→ Task material
====================

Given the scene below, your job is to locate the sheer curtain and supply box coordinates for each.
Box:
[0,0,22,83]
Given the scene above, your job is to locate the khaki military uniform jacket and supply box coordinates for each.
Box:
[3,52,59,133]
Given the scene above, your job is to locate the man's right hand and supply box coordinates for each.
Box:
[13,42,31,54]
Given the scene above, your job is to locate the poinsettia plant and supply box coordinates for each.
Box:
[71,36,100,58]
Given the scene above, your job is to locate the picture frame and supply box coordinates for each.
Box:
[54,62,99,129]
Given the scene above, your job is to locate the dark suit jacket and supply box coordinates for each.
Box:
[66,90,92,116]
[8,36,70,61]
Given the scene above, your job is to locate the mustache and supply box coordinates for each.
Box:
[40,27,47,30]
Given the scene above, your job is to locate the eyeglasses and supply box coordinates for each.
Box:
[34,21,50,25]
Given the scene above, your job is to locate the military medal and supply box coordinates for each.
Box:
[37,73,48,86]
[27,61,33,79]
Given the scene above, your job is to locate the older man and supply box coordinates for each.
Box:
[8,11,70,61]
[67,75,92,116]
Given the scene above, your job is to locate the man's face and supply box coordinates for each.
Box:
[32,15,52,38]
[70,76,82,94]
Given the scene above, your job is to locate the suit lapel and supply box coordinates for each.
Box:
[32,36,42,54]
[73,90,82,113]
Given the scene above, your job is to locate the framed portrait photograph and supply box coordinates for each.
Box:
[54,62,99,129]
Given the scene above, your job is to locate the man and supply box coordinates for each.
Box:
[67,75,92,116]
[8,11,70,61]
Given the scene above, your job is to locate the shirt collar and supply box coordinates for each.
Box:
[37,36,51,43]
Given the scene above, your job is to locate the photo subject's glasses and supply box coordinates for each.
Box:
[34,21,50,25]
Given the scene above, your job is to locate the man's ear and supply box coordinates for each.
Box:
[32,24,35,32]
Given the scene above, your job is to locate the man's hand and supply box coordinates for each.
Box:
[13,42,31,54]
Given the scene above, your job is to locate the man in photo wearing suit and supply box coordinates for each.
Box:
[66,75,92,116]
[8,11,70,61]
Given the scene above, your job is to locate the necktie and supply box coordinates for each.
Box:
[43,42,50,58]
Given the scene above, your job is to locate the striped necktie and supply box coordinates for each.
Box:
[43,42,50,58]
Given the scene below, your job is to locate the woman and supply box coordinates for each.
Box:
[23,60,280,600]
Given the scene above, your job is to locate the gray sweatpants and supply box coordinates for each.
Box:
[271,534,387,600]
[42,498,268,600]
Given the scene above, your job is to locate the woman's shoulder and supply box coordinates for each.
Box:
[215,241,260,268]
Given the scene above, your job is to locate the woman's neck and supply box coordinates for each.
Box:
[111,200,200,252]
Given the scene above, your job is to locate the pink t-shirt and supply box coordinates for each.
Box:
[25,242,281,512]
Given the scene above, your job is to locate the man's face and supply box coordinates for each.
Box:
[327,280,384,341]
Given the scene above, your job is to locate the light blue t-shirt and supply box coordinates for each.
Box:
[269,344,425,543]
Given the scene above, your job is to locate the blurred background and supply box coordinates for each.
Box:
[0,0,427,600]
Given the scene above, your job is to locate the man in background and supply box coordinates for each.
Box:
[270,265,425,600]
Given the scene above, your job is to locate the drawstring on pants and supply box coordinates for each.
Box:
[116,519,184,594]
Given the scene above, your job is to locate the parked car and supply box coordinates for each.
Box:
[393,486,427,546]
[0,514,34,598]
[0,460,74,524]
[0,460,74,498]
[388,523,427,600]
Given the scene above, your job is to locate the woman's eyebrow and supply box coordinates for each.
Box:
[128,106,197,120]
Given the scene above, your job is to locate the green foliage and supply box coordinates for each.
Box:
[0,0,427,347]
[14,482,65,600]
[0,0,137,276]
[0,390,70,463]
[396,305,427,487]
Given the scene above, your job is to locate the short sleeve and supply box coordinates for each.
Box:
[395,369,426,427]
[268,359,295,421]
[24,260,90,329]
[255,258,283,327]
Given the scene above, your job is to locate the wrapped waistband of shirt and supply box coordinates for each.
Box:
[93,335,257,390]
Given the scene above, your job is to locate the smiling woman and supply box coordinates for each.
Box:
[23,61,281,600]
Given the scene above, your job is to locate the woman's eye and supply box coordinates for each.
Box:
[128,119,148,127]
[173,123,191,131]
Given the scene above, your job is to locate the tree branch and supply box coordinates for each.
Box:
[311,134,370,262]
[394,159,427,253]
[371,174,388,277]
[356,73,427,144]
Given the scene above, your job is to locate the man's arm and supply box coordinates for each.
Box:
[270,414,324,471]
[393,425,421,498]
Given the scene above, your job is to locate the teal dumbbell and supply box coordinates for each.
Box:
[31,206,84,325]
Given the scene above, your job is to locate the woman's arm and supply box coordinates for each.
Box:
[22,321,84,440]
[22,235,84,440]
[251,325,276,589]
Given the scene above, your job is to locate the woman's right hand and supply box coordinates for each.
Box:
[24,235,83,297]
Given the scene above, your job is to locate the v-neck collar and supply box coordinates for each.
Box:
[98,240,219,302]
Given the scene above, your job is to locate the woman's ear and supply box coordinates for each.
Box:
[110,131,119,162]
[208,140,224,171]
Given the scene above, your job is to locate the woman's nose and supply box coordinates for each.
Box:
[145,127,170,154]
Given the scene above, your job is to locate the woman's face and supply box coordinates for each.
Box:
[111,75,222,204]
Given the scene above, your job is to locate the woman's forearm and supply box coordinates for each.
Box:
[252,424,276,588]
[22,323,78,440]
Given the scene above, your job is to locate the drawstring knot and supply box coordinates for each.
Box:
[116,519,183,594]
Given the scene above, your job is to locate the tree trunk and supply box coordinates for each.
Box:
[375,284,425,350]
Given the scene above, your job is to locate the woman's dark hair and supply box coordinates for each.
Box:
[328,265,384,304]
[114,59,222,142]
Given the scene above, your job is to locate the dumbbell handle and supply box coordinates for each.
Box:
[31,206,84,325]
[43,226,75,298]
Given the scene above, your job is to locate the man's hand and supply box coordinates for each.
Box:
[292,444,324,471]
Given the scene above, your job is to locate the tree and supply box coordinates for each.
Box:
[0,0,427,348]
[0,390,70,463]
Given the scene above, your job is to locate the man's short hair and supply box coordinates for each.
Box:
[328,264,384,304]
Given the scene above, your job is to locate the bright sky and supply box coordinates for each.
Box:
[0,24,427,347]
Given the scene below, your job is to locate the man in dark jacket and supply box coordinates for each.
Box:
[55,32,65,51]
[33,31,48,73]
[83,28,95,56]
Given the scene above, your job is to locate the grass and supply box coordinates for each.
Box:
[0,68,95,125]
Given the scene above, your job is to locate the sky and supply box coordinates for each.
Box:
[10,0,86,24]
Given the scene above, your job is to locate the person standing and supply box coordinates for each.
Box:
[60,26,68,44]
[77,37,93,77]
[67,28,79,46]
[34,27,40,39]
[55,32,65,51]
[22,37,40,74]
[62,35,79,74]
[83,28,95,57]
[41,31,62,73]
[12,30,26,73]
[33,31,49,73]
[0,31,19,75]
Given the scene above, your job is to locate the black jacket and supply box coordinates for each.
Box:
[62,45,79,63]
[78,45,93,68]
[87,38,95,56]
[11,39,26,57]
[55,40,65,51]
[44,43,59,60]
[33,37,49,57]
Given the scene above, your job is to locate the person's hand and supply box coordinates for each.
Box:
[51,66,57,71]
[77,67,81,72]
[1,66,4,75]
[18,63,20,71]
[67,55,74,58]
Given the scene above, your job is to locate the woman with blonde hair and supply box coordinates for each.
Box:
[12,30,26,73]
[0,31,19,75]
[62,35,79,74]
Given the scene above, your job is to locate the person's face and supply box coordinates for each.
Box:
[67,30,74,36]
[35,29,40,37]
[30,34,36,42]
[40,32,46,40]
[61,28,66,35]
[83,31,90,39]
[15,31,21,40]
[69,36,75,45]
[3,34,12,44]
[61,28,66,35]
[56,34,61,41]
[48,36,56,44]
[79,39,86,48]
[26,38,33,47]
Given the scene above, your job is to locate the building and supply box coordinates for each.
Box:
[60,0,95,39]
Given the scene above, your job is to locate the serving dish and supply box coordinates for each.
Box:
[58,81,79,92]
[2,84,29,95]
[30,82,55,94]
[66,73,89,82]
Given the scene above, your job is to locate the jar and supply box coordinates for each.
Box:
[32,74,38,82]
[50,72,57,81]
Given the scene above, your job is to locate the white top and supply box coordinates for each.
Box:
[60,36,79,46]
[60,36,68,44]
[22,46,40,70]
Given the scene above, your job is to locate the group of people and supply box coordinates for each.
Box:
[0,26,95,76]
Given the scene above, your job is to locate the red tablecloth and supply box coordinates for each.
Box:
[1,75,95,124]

====================

→ Set exercise
Copy out the lines from the one holding "Given the scene above, your job is to locate the light" through the one holding "[116,519,184,594]", inclusive, requests and all, and shift each box coordinate in the answers by -94.

→ Solution to the exercise
Given the scene above, your job is to locate the light blue t-shirt and supply box coordinates for each.
Box:
[175,250,331,449]
Given the scene above, your job is to locate the blurred background and supply box coordinates for each.
Box:
[-94,-94,333,506]
Given the scene above, your job is to locate the man in background and supply box coordinates for each.
Box:
[176,171,331,506]
Given the scene above, your job is to locate the drawstring on pants and supply box coordinates for each.
Box:
[22,425,90,500]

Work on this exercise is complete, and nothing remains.